[REQUIRED TASK] Count the lines in the listing below that contain the string "building", treating case as significant, and give only the number.

[STORED DATA]
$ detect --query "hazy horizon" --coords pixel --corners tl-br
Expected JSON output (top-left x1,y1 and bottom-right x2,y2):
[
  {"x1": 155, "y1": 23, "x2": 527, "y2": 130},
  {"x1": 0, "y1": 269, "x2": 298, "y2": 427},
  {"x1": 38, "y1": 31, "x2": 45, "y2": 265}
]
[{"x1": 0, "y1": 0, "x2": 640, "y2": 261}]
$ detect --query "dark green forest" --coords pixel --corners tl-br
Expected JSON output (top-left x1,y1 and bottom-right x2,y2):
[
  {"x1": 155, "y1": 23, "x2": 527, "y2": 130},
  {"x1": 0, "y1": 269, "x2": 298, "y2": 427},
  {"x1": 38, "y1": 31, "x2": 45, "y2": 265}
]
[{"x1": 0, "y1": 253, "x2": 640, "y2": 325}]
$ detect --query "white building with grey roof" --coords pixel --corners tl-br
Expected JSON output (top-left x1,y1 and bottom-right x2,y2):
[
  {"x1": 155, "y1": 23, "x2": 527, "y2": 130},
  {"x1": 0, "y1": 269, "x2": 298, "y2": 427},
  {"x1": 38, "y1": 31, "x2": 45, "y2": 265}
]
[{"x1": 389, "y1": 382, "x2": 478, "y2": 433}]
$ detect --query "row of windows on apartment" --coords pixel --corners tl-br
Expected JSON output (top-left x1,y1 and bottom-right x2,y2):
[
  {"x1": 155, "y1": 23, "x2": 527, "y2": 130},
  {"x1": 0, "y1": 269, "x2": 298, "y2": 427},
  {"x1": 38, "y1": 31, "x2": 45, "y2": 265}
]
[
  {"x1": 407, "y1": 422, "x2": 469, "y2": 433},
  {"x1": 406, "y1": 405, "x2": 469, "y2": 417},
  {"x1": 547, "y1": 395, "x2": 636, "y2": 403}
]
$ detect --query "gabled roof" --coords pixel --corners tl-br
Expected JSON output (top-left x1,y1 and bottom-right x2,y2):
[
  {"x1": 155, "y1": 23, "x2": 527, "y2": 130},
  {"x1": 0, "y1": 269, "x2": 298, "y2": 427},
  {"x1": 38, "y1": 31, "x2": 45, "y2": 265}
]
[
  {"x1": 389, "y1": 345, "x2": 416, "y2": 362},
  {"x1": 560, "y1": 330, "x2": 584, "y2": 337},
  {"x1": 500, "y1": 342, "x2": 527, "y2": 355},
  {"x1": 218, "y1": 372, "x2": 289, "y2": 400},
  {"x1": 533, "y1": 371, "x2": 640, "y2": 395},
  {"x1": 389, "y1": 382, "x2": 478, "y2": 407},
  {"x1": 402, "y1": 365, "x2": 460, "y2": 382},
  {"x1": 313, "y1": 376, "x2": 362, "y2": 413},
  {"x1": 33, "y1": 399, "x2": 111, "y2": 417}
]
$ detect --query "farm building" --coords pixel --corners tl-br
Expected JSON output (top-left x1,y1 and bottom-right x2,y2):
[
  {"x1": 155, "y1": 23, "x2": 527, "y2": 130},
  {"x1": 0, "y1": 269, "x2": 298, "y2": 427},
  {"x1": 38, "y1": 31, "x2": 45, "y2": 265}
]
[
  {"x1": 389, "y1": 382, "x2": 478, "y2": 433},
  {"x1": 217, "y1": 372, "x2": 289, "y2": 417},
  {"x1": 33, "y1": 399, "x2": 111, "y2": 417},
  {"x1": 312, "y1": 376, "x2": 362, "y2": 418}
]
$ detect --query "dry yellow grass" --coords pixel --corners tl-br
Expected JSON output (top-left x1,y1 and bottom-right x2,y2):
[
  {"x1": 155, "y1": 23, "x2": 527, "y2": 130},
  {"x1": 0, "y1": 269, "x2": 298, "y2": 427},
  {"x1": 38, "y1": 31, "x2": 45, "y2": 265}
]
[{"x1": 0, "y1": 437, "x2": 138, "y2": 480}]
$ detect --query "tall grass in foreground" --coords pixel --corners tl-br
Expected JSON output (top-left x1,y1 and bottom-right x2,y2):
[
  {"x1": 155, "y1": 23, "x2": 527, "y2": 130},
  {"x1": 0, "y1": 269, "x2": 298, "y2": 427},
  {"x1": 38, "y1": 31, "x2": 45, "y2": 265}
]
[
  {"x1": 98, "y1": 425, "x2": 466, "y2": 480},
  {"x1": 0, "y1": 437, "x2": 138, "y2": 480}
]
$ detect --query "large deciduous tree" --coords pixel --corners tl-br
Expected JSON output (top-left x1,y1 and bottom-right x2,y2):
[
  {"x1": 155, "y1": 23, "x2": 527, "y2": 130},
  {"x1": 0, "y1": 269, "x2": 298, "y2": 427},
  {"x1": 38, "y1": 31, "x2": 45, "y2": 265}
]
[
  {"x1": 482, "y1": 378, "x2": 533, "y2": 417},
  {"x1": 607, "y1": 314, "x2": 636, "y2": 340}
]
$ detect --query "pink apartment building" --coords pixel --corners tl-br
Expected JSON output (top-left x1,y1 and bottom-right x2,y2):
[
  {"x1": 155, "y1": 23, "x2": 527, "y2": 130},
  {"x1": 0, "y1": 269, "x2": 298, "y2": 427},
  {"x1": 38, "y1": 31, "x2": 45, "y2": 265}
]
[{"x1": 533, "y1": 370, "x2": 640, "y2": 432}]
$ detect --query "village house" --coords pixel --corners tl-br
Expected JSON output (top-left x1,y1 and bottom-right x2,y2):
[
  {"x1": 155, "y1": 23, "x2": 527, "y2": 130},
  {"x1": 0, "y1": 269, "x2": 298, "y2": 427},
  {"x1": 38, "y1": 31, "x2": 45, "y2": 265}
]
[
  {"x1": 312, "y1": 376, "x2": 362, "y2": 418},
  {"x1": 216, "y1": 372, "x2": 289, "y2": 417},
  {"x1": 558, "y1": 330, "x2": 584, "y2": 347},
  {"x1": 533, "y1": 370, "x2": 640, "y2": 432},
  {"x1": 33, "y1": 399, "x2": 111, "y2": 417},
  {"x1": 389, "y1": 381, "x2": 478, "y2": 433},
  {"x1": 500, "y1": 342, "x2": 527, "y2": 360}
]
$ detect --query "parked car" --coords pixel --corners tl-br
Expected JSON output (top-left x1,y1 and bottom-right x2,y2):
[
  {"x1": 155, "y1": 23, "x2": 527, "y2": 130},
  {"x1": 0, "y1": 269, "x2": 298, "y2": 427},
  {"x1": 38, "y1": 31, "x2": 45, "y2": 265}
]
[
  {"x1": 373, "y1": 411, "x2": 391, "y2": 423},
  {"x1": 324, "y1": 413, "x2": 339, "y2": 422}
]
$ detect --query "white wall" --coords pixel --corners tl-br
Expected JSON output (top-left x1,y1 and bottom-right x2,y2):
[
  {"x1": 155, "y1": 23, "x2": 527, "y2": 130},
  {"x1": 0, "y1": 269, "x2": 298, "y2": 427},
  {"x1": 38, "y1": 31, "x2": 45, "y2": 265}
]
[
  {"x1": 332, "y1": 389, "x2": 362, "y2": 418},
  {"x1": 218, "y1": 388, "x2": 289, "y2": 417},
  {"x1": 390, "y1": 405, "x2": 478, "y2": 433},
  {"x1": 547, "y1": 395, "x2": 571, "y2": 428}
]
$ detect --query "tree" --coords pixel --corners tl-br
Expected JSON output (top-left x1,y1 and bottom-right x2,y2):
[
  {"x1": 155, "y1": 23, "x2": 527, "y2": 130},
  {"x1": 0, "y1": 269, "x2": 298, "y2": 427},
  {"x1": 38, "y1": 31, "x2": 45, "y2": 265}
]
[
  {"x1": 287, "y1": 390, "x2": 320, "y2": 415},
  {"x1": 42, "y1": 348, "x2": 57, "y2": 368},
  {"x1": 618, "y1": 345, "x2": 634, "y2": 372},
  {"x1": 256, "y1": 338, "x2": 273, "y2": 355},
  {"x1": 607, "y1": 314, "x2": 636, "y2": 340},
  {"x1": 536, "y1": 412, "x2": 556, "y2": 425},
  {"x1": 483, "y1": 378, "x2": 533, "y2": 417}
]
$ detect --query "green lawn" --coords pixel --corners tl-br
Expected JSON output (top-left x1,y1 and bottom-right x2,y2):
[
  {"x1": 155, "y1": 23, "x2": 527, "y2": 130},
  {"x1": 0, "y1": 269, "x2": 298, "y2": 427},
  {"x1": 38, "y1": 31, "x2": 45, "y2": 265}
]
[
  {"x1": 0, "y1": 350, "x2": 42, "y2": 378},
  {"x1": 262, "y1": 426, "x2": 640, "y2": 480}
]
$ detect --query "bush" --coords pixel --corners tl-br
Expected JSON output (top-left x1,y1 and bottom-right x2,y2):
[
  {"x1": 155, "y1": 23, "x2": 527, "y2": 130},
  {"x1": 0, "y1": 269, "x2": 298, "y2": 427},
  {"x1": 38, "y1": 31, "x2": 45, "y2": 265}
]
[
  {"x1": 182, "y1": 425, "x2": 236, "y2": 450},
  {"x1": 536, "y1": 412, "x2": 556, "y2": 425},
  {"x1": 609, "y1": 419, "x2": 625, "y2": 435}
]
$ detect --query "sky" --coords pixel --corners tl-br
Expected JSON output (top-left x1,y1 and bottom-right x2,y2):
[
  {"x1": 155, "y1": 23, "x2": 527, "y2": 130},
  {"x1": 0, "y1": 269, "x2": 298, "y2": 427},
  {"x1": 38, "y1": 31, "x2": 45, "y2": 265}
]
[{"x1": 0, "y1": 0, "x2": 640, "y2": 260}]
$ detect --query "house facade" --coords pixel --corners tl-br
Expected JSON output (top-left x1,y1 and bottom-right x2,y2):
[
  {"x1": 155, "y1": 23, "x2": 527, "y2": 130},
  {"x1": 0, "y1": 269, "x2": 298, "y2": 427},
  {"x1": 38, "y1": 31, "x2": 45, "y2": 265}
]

[SOLUTION TO THE EXERCISE] 3